Task instructions :: Print out the material that follows word for word.

Provided material ::
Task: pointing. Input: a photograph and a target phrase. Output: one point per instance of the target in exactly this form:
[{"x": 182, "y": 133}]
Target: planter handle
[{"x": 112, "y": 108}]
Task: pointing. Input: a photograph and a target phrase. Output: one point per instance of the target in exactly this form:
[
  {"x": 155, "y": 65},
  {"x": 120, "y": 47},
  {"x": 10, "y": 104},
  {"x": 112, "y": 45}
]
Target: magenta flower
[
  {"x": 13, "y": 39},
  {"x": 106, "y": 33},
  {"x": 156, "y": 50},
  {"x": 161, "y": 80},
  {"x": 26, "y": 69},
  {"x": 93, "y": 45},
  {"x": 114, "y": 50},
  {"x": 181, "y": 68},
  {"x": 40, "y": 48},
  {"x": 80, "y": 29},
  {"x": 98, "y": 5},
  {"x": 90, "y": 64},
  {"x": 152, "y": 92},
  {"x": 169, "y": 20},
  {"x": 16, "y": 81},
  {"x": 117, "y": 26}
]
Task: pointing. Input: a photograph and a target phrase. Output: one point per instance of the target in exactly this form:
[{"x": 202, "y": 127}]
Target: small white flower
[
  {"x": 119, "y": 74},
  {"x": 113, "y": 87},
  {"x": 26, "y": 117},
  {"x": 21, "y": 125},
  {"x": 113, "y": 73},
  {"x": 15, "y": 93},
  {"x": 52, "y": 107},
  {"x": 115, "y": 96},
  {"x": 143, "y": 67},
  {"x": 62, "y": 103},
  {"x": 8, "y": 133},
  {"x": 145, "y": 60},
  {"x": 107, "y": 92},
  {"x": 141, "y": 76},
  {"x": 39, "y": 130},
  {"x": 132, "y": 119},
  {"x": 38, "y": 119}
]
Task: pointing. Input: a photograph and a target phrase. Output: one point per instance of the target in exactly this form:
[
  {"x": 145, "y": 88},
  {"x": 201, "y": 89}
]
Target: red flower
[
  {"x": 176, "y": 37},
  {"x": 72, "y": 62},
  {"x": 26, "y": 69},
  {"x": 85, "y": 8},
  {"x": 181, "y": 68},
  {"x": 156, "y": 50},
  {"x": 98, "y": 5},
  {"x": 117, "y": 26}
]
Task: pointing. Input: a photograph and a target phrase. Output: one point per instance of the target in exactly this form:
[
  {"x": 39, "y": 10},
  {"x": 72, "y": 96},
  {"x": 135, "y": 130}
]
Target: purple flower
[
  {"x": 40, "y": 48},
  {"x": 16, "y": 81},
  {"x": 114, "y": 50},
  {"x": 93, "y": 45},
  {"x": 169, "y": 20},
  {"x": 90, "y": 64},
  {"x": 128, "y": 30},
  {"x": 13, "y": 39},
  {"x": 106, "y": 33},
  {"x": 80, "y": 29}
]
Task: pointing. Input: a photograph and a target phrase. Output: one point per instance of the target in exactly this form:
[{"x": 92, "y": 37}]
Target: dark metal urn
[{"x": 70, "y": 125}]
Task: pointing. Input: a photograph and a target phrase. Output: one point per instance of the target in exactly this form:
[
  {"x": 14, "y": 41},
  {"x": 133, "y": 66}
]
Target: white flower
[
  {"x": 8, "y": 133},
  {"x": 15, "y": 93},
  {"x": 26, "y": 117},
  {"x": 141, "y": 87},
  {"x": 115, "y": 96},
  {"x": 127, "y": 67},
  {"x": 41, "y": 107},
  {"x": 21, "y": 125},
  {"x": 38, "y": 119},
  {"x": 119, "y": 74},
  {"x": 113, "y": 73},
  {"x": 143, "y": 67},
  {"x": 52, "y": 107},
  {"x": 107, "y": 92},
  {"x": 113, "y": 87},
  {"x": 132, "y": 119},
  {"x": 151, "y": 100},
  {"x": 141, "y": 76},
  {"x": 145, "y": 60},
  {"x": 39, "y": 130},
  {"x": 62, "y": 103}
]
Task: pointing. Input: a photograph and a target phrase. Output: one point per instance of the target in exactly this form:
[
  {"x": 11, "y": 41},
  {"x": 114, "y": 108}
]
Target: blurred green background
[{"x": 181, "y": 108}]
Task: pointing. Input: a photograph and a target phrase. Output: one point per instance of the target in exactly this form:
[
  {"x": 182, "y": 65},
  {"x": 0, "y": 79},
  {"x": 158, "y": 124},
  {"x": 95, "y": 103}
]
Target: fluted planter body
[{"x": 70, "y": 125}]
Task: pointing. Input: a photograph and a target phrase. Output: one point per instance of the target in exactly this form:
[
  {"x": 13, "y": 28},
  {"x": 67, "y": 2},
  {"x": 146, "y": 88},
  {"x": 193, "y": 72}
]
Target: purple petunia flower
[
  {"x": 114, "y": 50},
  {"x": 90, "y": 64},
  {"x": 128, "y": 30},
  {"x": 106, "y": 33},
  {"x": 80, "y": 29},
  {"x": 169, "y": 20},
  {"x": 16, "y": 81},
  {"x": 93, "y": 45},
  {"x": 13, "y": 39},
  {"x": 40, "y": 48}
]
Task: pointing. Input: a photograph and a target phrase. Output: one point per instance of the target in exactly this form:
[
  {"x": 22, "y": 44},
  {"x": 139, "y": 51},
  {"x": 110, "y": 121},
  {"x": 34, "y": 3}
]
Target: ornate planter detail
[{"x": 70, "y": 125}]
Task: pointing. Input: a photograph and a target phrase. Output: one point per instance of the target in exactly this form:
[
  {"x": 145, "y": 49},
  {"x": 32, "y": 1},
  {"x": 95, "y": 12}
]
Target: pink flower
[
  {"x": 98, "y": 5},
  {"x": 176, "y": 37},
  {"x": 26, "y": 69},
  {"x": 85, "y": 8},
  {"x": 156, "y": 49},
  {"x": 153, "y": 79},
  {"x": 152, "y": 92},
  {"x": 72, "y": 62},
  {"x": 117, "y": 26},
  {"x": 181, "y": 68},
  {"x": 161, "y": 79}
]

Solution to the exercise ::
Task: pointing. Input: a photograph and a target phrase. Output: one point per instance of the target in exactly this form:
[{"x": 182, "y": 133}]
Target: planter handle
[{"x": 112, "y": 108}]
Task: pointing. Input: a photograph and a target phrase. Output: one point per instance of the target in exactly this form:
[
  {"x": 155, "y": 65},
  {"x": 120, "y": 47},
  {"x": 10, "y": 104},
  {"x": 112, "y": 45}
]
Target: magenta flower
[
  {"x": 13, "y": 39},
  {"x": 106, "y": 33},
  {"x": 156, "y": 50},
  {"x": 161, "y": 80},
  {"x": 26, "y": 69},
  {"x": 93, "y": 45},
  {"x": 114, "y": 50},
  {"x": 181, "y": 68},
  {"x": 40, "y": 48},
  {"x": 80, "y": 29},
  {"x": 98, "y": 5},
  {"x": 90, "y": 64},
  {"x": 152, "y": 92},
  {"x": 169, "y": 20},
  {"x": 16, "y": 81},
  {"x": 117, "y": 26}
]
Task: pointing. Input: a photograph and a target phrase. Output: one point per instance of the target in exactly this form:
[{"x": 202, "y": 127}]
Target: small white flower
[
  {"x": 119, "y": 74},
  {"x": 113, "y": 87},
  {"x": 26, "y": 117},
  {"x": 21, "y": 125},
  {"x": 113, "y": 73},
  {"x": 15, "y": 93},
  {"x": 52, "y": 107},
  {"x": 115, "y": 96},
  {"x": 143, "y": 67},
  {"x": 62, "y": 103},
  {"x": 8, "y": 133},
  {"x": 145, "y": 60},
  {"x": 107, "y": 92},
  {"x": 141, "y": 76},
  {"x": 39, "y": 130},
  {"x": 132, "y": 119},
  {"x": 38, "y": 119}
]
Task: pointing. Input: a photograph and a target phrase. Output: one point per instance of the target in exactly this form:
[
  {"x": 145, "y": 88},
  {"x": 201, "y": 89}
]
Target: red flower
[
  {"x": 176, "y": 37},
  {"x": 72, "y": 62},
  {"x": 26, "y": 69},
  {"x": 85, "y": 8},
  {"x": 181, "y": 68},
  {"x": 156, "y": 50},
  {"x": 98, "y": 5},
  {"x": 117, "y": 26}
]
Task: pointing. Input: a photograph and a target phrase. Output: one point per instance of the target in exactly this form:
[
  {"x": 39, "y": 10},
  {"x": 72, "y": 96},
  {"x": 135, "y": 130}
]
Target: purple flower
[
  {"x": 40, "y": 48},
  {"x": 16, "y": 81},
  {"x": 114, "y": 50},
  {"x": 93, "y": 45},
  {"x": 169, "y": 20},
  {"x": 90, "y": 64},
  {"x": 128, "y": 30},
  {"x": 13, "y": 39},
  {"x": 106, "y": 33},
  {"x": 80, "y": 29}
]
Task: pointing. Input: a photograph and a target phrase. Output: one point per instance of the target in exactly this form:
[{"x": 92, "y": 37}]
Target: dark metal urn
[{"x": 70, "y": 125}]
Task: pointing. Input: a photograph and a target phrase. Output: one point per instance of the target in exactly this form:
[
  {"x": 14, "y": 41},
  {"x": 133, "y": 66}
]
Target: white flower
[
  {"x": 8, "y": 133},
  {"x": 15, "y": 93},
  {"x": 26, "y": 117},
  {"x": 141, "y": 87},
  {"x": 115, "y": 96},
  {"x": 127, "y": 67},
  {"x": 41, "y": 107},
  {"x": 21, "y": 125},
  {"x": 38, "y": 119},
  {"x": 119, "y": 74},
  {"x": 113, "y": 73},
  {"x": 143, "y": 67},
  {"x": 52, "y": 107},
  {"x": 107, "y": 92},
  {"x": 113, "y": 87},
  {"x": 132, "y": 119},
  {"x": 151, "y": 100},
  {"x": 141, "y": 76},
  {"x": 145, "y": 60},
  {"x": 39, "y": 130},
  {"x": 62, "y": 103}
]
Task: pointing. Input: a photograph and a target phrase. Output: one point per instance of the target in exactly this form:
[
  {"x": 11, "y": 41},
  {"x": 114, "y": 108}
]
Target: blurred green background
[{"x": 181, "y": 108}]
Task: pointing. Input: a photograph and a target phrase. Output: one point per instance of the target in exactly this form:
[
  {"x": 182, "y": 65},
  {"x": 0, "y": 79},
  {"x": 158, "y": 124},
  {"x": 95, "y": 103}
]
Target: fluted planter body
[{"x": 70, "y": 125}]
Task: pointing. Input: a photograph and a target phrase. Output: one point per instance of the target in exactly this form:
[
  {"x": 13, "y": 28},
  {"x": 67, "y": 2},
  {"x": 146, "y": 88},
  {"x": 193, "y": 72}
]
Target: purple petunia flower
[
  {"x": 114, "y": 50},
  {"x": 90, "y": 64},
  {"x": 128, "y": 30},
  {"x": 106, "y": 33},
  {"x": 80, "y": 29},
  {"x": 169, "y": 20},
  {"x": 16, "y": 81},
  {"x": 93, "y": 45},
  {"x": 13, "y": 39},
  {"x": 40, "y": 48}
]
Task: pointing. Input: a photograph and a target phrase. Output: one point per instance of the target in exactly this form:
[
  {"x": 22, "y": 44},
  {"x": 139, "y": 51},
  {"x": 110, "y": 121},
  {"x": 34, "y": 3}
]
Target: ornate planter detail
[{"x": 70, "y": 125}]
Task: pointing. Input: a photograph and a target phrase. Output: one point per instance of the target in exactly this form:
[
  {"x": 145, "y": 49},
  {"x": 32, "y": 1},
  {"x": 95, "y": 12}
]
Target: pink flower
[
  {"x": 98, "y": 5},
  {"x": 176, "y": 37},
  {"x": 26, "y": 69},
  {"x": 85, "y": 8},
  {"x": 156, "y": 49},
  {"x": 153, "y": 79},
  {"x": 152, "y": 92},
  {"x": 72, "y": 62},
  {"x": 117, "y": 26},
  {"x": 181, "y": 68},
  {"x": 161, "y": 79}
]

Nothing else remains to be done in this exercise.